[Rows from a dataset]
——————————
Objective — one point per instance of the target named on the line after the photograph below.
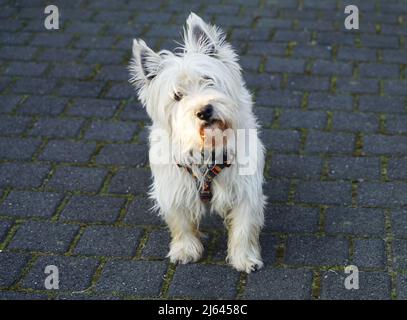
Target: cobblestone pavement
(73, 168)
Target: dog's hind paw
(188, 249)
(245, 263)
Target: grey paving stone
(44, 237)
(264, 115)
(134, 181)
(285, 65)
(30, 204)
(355, 122)
(140, 212)
(282, 284)
(109, 241)
(316, 251)
(85, 89)
(400, 254)
(77, 179)
(59, 55)
(402, 286)
(296, 167)
(397, 169)
(355, 221)
(111, 131)
(317, 100)
(58, 128)
(380, 144)
(399, 222)
(204, 281)
(329, 142)
(23, 175)
(18, 149)
(372, 286)
(9, 102)
(395, 87)
(354, 168)
(395, 56)
(382, 194)
(134, 112)
(363, 85)
(10, 125)
(288, 35)
(392, 104)
(75, 273)
(312, 51)
(34, 86)
(287, 99)
(101, 108)
(4, 228)
(120, 91)
(137, 278)
(51, 40)
(43, 105)
(10, 267)
(325, 192)
(370, 253)
(114, 73)
(68, 151)
(379, 70)
(396, 124)
(157, 245)
(280, 140)
(301, 119)
(324, 67)
(289, 219)
(25, 69)
(71, 70)
(123, 154)
(264, 81)
(92, 209)
(17, 52)
(277, 190)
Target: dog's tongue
(217, 127)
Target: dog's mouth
(212, 126)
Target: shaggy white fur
(175, 88)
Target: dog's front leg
(245, 223)
(185, 244)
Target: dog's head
(191, 91)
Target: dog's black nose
(206, 113)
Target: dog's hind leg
(244, 224)
(185, 244)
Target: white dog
(188, 94)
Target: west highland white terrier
(202, 127)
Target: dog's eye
(207, 78)
(177, 96)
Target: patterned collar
(209, 172)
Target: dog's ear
(202, 37)
(144, 64)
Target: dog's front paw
(187, 249)
(245, 262)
——————————
> **EXERCISE DESCRIPTION**
Render the records above as a two-column CSV with the columns "label" and "points", one row per request: its text under "label" and its answer under "points". Enclose each field in double quotes, replace line breaks with spaces, cover all the records, and omit the pictures.

> **EXPECTED OUTPUT**
label,points
"Objective — one point per instance of the target named on the line after the photograph below. Target: cobblestone pavement","(73, 168)"
"Target: dog's hind paw","(188, 249) (245, 263)"
"Target: grey paving stone","(44, 237) (264, 115) (134, 181) (285, 65) (30, 204) (355, 122) (140, 212) (282, 284) (109, 241) (316, 251) (85, 89) (400, 254) (77, 179) (59, 55) (402, 286) (296, 167) (397, 169) (355, 221) (111, 131) (317, 100) (58, 128) (380, 144) (399, 222) (204, 281) (329, 142) (23, 175) (18, 149) (372, 286) (9, 102) (395, 87) (354, 168) (395, 56) (382, 194) (134, 112) (363, 85) (10, 125) (288, 35) (392, 104) (75, 273) (312, 51) (34, 86) (287, 99) (101, 108) (4, 228) (120, 91) (137, 278) (51, 40) (43, 105) (10, 267) (325, 192) (370, 253) (114, 73) (68, 151) (379, 70) (396, 124) (157, 245) (280, 140) (301, 119) (324, 67) (289, 219) (25, 69) (71, 70) (123, 154) (264, 81) (92, 209) (17, 52) (277, 190)"
"Target: dog's tongue","(217, 127)"
"Target: dog's mouth","(212, 126)"
"Target: shaggy white fur","(175, 88)"
"Target: dog's front leg","(245, 223) (185, 244)"
"Target: dog's head","(191, 91)"
"Target: dog's black nose","(206, 113)"
"Target: dog's hind leg","(244, 224) (185, 244)"
"Target: white dog","(188, 94)"
"Target: west highland white terrier","(202, 127)"
"Target: dog's eye","(207, 78) (177, 96)"
"Target: patterned collar","(209, 172)"
"Target: dog's ear","(202, 37) (144, 64)"
"Target: dog's front paw","(187, 249) (245, 262)"